→ Tarefas e exercícios:
- 1) Copie do texto sobre o consumo de álcool entre mulheres a parte que começa nas palavras "O estudo usou" e termina após "excesso de peso.", sem alterar nada.
- 2) Indique se cada afirmação abaixo está de acordo com o texto sobre o consumo de álcool entre mulheres, respondendo sim ou não e citando as palavras do texto que decidem a questão. (a) O consumo abusivo de álcool entre mulheres passou de 7,7% para 15,2% entre 2006 e 2023. (b) O Vigitel entrevista adultos de todo o país, inclusive de fora das capitais. (c) Para as mulheres, o estudo considerou consumo abusivo a ingestão de cinco ou mais doses.

→ Trecho do documento:
□ □ □ □ □

O consumo abusivo de bebidas alcoólicas entre mulheres brasileiras praticamente dobrou entre 2006 e 2023, passando de 7,7% para 15,2%. É o que aponta um estudo realizado por pesquisadores da UFMG (Universidade Federal de Minas Gerais) publicado na Revista Brasileira de Epidemiologia.
Esse aumento, porém, não foi observado entre os homens, que registraram um consumo mais elevado, mas um crescimento tímido no período analisado, de 24,8% para 27,3%.
A diferença entre os gêneros sugere mudanças significativas no padrão de consumo de álcool entre mulheres nos últimos anos, que pode estar relacionado ao crescimento da participação feminina no mercado de trabalho, ao marketing direcionado e à pandemia, segundo a pesquisa.
O estudo usou dados do Vigitel (Sistema de Vigilância de Fatores de Risco e Proteção para Doenças), um inquérito telefônico anual do Ministério da Saúde com adultos a partir de 18 anos que moram nas capitais brasileiras.
O sistema coleta informações sobre doenças crônicas não transmissíveis (DCNT), como hipertensão e diabetes, e os principais fatores de risco e de proteção para essas doenças, incluindo tabagismo, consumo abusivo de álcool, prática insuficiente de atividade física e excesso de peso.
Foi considerado consumo abusivo de bebida alcoólica a ingestão de cinco ou mais doses de álcool para homens, e de quatro ou mais doses para mulheres, pelo menos uma vez nos últimos 30 dias.
A pesquisa apresenta algumas limitações importantes. Primeiramente, ela depende das informações que as próprias pessoas contam sobre si mesmas, o que pode levar a erros, uma vez que as pessoas podem dizer que consomem mais ou menos do que realmente fazem.
Além disso, o estudo foi feito apenas com moradores das capitais que têm telefone, ou seja, não inclui toda a população. Outra questão é que o levantamento é transversal, mostrando uma foto do momento, e por isso não permite dizer com certeza se uma coisa causa a outra.
Deborah Malta, professora do Departamento de Enfermagem Materno Infantil e Saúde Pública da Escola de Enfermagem da UFMG, envolvida no estudo, afirma que o aumento do consumo abusivo de álcool entre mulheres é semelhante ao que ocorreu historicamente com o tabagismo.
“Na década de 1960, as mulheres também começaram a fumar como parte de um processo de empoderamento. À medida que elas passaram a participar ativamente do mercado de trabalho e a conquistar seu espaço, fumar acabou se tornando um símbolo de igualdade em relação aos homens”, explica.
“Um movimento parecido está ocorrendo agora. As mulheres estão presentes em todos os setores, com maior poder aquisitivo e em posições de liderança. Buscar certa igualdade com os homens também significa assumir práticas e comportamentos semelhantes, incluindo o consumo de álcool.”
A pesquisadora também destaca o papel do marketing fortemente direcionado para ampliar o mercado, especialmente entre mulheres e jovens, o que chama de determinantes comerciais em saúde.

□ □ □ □ □

→ Dados disponíveis:

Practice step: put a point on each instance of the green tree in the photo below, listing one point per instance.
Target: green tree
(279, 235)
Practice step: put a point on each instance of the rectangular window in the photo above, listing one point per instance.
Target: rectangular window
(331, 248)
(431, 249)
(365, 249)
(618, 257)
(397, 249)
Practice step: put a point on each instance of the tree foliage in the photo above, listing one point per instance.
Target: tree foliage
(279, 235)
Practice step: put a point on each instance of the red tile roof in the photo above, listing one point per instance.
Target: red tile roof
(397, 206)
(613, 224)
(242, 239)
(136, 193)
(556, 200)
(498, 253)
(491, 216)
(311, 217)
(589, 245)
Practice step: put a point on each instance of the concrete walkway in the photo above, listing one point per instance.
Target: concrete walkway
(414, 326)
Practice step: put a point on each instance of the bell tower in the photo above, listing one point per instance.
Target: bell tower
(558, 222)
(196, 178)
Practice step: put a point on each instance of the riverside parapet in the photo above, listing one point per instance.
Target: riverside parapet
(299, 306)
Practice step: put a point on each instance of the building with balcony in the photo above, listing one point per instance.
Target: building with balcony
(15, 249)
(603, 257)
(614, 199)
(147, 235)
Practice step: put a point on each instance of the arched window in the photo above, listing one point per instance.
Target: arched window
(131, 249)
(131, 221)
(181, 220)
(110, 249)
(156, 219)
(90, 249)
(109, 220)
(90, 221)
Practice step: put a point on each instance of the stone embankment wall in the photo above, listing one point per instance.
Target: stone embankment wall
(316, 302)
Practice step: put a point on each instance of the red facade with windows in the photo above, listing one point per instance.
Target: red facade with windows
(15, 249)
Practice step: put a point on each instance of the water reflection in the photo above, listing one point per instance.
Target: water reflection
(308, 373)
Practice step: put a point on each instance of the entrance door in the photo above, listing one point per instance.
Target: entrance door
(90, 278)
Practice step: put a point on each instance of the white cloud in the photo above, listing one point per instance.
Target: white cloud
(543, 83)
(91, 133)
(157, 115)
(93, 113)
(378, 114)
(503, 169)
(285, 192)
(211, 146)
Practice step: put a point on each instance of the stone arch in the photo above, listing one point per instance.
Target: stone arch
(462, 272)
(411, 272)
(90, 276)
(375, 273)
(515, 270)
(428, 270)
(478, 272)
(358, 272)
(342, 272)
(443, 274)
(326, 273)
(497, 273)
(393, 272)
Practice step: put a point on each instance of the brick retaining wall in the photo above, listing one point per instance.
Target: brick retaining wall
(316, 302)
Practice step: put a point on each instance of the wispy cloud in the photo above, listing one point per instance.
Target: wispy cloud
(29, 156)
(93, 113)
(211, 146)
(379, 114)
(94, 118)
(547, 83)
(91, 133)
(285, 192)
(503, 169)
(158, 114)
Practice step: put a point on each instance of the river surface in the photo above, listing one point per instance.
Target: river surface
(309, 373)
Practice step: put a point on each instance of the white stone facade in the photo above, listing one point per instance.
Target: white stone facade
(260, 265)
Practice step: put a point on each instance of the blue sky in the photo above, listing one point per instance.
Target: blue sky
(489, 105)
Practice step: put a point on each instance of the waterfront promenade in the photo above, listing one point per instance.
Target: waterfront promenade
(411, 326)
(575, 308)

□ □ □ □ □

→ Respostas por tarefa:
- 1)
O estudo usou dados do Vigitel (Sistema de Vigilância de Fatores de Risco e Proteção para Doenças), um inquérito telefônico anual do Ministério da Saúde com adultos a partir de 18 anos que moram nas capitais brasileiras.
O sistema coleta informações sobre doenças crônicas não transmissíveis (DCNT), como hipertensão e diabetes, e os principais fatores de risco e de proteção para essas doenças, incluindo tabagismo, consumo abusivo de álcool, prática insuficiente de atividade física e excesso de peso.

- 2)
(a) Sim: "passando de 7,7% para 15,2%".
(b) Não: "com adultos a partir de 18 anos que moram nas capitais brasileiras".
(c) Não: "e de quatro ou mais doses para mulheres".